## TASK REQUIREMENTS
Check each line of the entries for "layer" and report the ones that have it.

(Stored items from a collection)
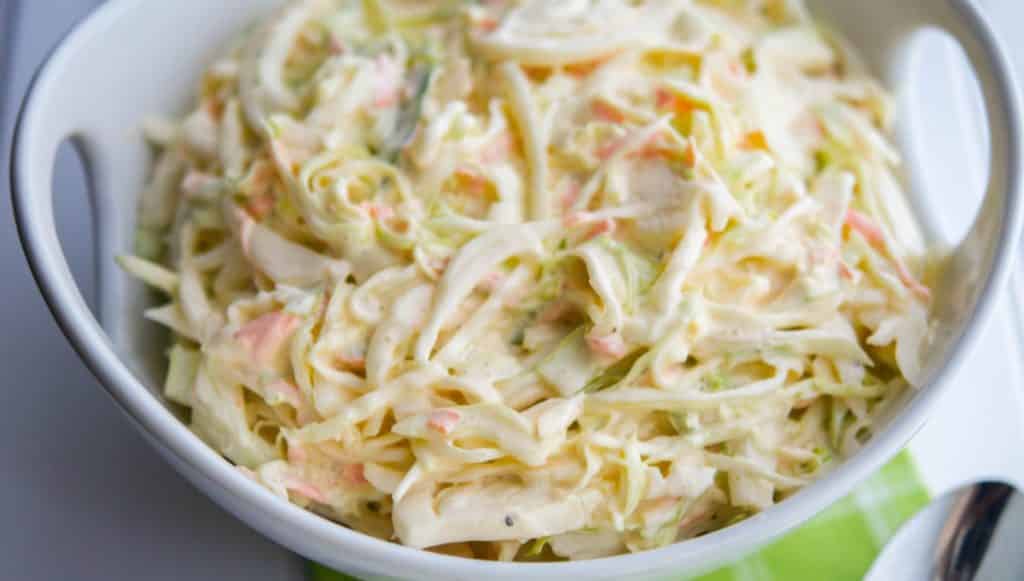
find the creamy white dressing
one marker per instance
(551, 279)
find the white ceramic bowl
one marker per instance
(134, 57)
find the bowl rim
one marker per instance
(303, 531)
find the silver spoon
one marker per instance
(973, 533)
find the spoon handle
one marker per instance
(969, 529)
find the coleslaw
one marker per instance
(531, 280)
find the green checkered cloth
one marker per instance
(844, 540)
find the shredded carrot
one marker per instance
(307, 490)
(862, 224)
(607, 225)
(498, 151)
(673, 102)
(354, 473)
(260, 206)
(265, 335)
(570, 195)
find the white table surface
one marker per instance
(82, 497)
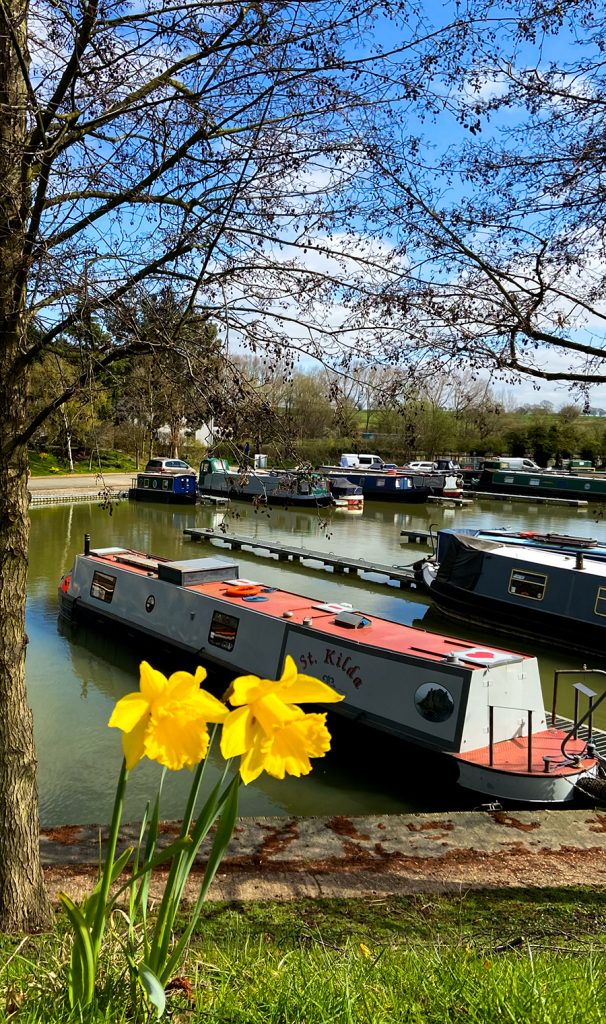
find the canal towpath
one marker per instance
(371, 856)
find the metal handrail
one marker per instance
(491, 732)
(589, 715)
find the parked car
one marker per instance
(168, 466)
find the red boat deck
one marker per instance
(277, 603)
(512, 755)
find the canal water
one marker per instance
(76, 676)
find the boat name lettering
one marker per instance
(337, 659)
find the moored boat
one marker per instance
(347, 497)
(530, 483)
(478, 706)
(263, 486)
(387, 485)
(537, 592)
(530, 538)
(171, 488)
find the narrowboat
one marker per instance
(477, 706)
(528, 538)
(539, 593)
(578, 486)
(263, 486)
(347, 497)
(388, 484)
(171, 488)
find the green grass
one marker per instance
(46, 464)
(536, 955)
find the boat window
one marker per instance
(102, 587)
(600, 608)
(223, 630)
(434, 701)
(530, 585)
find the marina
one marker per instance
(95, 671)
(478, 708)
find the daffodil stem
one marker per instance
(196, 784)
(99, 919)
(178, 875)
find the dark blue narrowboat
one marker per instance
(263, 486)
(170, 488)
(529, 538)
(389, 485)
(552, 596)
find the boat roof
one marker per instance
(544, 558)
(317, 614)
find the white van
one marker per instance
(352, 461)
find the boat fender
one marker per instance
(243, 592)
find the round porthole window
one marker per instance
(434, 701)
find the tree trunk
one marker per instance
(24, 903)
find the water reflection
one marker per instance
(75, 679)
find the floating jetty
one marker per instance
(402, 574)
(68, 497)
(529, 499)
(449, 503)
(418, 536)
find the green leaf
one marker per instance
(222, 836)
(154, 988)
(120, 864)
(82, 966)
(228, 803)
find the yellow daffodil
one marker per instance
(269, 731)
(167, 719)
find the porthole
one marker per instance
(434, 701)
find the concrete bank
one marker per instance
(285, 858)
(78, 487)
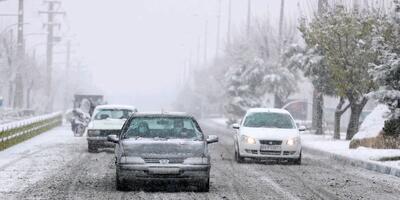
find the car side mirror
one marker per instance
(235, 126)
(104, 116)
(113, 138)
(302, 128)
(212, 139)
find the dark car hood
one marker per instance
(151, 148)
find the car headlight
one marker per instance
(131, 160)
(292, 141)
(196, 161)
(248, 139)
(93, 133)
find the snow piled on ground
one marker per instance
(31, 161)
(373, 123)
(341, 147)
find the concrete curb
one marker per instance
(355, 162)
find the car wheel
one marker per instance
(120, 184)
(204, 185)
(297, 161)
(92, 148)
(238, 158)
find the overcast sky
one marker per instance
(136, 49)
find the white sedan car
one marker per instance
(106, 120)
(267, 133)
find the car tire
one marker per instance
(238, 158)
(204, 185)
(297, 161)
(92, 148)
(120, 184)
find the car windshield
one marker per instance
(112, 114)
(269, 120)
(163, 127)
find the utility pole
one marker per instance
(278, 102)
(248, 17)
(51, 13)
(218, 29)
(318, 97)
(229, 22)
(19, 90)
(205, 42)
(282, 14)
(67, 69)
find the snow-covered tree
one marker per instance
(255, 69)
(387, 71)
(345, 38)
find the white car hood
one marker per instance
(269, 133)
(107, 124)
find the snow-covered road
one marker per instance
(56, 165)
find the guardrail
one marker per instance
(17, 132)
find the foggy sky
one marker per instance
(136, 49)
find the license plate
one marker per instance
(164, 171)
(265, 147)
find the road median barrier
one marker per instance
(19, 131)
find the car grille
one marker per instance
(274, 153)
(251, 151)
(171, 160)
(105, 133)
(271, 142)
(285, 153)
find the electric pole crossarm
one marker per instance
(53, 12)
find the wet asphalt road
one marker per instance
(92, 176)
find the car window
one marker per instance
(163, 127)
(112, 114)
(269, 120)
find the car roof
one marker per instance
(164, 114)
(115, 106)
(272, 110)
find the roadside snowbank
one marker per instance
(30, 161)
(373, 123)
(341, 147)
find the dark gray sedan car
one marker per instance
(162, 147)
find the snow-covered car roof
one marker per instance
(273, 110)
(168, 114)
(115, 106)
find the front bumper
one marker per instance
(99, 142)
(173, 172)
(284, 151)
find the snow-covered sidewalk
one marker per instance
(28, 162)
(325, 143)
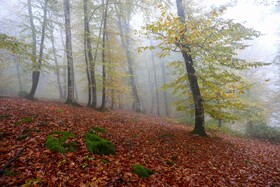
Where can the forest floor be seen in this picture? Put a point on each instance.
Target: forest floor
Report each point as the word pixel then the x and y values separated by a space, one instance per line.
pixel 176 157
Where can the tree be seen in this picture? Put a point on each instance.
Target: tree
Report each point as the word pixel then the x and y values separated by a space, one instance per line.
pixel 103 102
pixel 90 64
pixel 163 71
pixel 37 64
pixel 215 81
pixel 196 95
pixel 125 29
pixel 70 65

---

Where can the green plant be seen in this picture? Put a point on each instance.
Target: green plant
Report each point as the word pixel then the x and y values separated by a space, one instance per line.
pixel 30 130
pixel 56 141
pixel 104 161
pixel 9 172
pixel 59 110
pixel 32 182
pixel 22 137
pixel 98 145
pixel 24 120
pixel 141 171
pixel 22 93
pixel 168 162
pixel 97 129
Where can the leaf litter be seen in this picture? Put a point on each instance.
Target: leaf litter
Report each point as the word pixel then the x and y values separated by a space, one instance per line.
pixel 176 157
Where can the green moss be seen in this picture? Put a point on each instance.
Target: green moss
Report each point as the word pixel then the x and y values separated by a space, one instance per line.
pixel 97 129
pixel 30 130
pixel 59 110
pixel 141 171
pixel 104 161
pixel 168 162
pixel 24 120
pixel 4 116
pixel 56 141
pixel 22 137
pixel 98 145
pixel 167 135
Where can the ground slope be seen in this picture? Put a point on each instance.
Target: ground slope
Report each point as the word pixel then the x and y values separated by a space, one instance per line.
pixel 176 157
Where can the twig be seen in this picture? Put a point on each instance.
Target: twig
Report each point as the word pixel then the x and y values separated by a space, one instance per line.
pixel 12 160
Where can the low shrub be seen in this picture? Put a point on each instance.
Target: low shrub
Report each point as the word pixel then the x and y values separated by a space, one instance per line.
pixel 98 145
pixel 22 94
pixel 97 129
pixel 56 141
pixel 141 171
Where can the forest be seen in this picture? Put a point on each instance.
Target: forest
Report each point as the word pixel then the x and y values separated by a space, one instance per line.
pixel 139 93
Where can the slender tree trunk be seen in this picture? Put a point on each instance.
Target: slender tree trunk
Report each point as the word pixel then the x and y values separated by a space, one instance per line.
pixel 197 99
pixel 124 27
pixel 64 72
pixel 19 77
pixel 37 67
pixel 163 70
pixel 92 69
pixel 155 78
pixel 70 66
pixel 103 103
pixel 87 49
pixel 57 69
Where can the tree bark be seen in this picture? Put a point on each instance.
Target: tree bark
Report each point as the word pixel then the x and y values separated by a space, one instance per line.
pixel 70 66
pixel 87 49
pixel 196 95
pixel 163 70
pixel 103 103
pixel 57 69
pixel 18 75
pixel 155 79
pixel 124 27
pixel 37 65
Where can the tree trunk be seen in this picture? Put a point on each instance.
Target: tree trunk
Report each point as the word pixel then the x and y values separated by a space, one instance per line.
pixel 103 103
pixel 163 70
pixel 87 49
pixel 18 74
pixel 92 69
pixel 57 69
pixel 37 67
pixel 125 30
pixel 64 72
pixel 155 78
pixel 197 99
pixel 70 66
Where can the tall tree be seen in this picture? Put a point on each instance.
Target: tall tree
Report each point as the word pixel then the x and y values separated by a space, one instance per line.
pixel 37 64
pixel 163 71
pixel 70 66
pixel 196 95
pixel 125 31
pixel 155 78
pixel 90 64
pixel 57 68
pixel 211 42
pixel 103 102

==

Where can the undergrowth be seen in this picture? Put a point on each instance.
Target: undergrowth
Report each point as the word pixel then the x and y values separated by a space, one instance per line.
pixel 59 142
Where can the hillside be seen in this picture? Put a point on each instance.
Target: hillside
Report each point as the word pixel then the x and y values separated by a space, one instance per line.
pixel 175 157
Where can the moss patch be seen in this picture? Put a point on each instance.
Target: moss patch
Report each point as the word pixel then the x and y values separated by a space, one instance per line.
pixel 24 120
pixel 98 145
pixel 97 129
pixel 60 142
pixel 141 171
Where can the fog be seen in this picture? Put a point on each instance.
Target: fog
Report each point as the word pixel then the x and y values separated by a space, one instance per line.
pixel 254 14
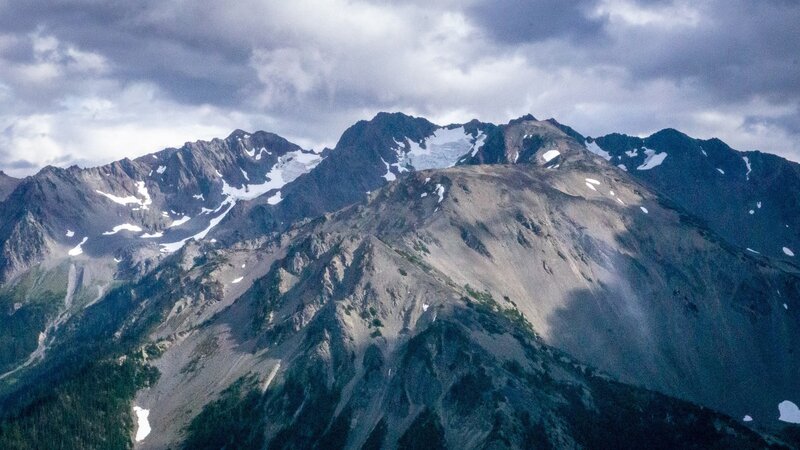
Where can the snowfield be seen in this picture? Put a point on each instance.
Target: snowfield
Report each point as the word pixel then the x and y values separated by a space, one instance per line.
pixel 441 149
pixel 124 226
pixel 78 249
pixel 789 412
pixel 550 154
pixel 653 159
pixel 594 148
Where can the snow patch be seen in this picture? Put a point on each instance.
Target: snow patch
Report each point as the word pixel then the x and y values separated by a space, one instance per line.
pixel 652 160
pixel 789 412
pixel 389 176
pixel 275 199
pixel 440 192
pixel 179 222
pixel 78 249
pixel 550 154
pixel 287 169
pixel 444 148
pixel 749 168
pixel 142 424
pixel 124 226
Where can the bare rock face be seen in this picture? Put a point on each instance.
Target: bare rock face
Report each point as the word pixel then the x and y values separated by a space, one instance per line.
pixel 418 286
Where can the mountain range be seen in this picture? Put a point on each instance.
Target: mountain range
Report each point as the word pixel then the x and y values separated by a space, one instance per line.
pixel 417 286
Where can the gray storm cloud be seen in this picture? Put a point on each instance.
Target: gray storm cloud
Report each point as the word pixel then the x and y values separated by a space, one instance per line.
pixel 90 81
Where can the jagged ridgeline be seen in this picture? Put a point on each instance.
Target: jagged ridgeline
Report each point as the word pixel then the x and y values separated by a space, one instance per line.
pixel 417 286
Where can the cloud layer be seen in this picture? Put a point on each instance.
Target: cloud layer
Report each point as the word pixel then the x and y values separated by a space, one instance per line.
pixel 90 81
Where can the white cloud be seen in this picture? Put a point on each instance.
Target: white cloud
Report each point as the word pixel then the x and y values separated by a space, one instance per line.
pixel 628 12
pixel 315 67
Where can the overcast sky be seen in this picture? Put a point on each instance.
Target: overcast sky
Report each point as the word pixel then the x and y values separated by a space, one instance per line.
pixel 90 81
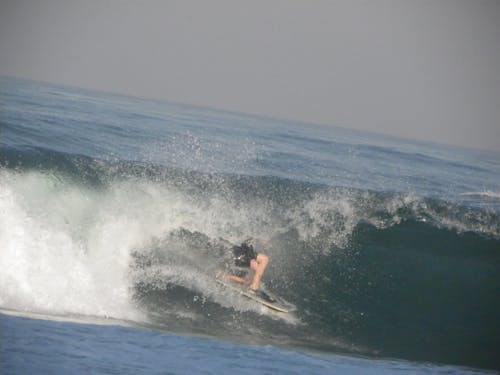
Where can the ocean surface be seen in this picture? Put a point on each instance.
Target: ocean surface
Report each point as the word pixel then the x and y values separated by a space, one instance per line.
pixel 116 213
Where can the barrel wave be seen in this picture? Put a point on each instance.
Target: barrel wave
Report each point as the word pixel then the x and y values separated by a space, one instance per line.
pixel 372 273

## ANSWER BELOW
Where can the cloud layer be seen in this picture? Put a point on each instance.
Target: cloud layer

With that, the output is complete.